[EXERCISE INSTRUCTIONS]
Extract, verbatim, all lines starting at the one containing "Mark every instance of the yellow" and ending with the final line of the listing, and no others.

Collected data entries:
<<<<

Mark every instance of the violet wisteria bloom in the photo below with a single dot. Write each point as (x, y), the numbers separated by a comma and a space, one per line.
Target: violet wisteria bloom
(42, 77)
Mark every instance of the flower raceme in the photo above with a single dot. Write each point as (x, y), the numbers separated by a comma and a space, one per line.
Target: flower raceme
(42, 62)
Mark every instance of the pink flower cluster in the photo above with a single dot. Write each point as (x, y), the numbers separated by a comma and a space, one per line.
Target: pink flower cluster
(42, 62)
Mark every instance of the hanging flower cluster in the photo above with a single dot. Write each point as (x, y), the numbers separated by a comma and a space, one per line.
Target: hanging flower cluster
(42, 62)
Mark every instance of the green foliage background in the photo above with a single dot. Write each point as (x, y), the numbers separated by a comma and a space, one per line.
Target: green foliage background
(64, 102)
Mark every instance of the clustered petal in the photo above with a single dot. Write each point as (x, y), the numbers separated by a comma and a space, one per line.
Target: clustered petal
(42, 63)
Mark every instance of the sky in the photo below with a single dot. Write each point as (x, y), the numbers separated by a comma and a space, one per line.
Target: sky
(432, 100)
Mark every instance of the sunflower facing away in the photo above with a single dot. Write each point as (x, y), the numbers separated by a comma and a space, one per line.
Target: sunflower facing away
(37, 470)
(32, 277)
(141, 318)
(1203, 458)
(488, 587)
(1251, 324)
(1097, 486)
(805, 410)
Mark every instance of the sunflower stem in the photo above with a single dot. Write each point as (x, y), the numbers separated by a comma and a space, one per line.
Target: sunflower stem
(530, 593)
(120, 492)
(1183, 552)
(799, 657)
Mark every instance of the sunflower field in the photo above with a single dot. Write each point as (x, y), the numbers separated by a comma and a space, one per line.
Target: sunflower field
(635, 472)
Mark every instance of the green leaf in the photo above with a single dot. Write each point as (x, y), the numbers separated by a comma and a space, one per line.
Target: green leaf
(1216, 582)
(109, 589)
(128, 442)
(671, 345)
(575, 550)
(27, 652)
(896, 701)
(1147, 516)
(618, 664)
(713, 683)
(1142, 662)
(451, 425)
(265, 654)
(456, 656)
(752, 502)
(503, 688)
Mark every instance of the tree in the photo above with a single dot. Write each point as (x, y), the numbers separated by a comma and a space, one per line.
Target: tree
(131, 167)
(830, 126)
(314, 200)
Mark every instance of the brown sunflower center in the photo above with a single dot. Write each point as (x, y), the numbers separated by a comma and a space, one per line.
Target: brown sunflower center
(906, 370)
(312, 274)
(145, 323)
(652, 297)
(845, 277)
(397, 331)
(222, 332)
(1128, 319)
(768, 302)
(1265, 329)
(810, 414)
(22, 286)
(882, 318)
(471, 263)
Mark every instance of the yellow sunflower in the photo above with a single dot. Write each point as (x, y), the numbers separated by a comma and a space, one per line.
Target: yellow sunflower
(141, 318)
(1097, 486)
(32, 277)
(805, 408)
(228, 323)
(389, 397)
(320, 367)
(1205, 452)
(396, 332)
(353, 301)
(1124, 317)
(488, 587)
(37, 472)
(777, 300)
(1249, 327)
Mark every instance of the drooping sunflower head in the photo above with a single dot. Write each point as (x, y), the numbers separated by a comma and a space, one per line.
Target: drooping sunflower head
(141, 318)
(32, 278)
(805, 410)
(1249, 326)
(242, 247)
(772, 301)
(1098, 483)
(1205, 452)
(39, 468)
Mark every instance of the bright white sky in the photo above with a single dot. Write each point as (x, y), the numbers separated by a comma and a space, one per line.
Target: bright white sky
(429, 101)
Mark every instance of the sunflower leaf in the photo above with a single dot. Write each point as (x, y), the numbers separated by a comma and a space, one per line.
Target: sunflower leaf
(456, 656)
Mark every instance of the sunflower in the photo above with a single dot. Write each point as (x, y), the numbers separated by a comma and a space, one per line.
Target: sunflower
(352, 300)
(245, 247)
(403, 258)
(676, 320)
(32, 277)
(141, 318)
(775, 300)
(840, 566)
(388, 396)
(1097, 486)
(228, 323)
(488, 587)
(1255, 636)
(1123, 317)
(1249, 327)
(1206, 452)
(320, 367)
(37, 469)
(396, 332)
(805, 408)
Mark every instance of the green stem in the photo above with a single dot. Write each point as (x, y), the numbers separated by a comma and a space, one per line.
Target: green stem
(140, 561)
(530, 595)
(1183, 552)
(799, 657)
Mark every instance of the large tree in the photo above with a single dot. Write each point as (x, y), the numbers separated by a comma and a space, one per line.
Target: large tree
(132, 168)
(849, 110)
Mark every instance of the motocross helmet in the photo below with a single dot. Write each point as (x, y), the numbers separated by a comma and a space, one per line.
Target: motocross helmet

>>>>

[TASK RESULT]
Mark every instance of the yellow sunflower in the photo above with a single dot. Write each point as (x, y), the numbers separated by a comma and a space, one per line.
Target: yellow sunflower
(141, 318)
(1097, 486)
(32, 277)
(805, 408)
(228, 323)
(389, 397)
(320, 367)
(1205, 452)
(396, 332)
(353, 301)
(1124, 317)
(488, 587)
(37, 472)
(777, 300)
(1249, 327)
Mark every instance of the drooping sunflower head in the photo above with a single dot. Write each point as (x, y), the numbers separated by a comma and a space, one per line.
Target: drooping sunflower head
(141, 318)
(32, 278)
(805, 410)
(1249, 326)
(242, 247)
(772, 301)
(1098, 483)
(1205, 452)
(39, 468)
Mark every instance of the bright white sky in the photo above with a single dot. Write each point as (x, y), the numbers separated by a comma and a space, one per line.
Target: bright white sky
(429, 101)
Mark every instance of the sunflower leaf in the photo above with a single dot. Write each point as (x, y), the numbers separated by a comma and a space, one per line.
Target: sunflower leaf
(456, 656)
Mark every instance of the sunflower in the photo above with a single dot. Write each point as (x, y), the numbers separated by a comma and a space, one per line.
Target: sunflower
(352, 300)
(245, 247)
(403, 258)
(676, 320)
(32, 277)
(141, 318)
(775, 300)
(840, 566)
(388, 396)
(1097, 486)
(228, 323)
(488, 587)
(1255, 636)
(1123, 317)
(1249, 327)
(1206, 452)
(320, 367)
(37, 469)
(396, 332)
(805, 408)
Mark every instance of the green stem in the photo above with a single dot. Write each point as (x, y), the numbers separated by a comma and a space, one per line.
Target: green stem
(140, 561)
(530, 595)
(1183, 552)
(799, 657)
Mark every instance of the large tree in the photo above with a single dot. Write each point as (x, y), the numbers separated by a comma and a space, one per line.
Target: large tree
(132, 168)
(849, 110)
Mark every instance of the motocross helmet in the photo below with a single dot. Write each point as (x, y), the numbers separated by a comma and a space, one per line.
Target: motocross helmet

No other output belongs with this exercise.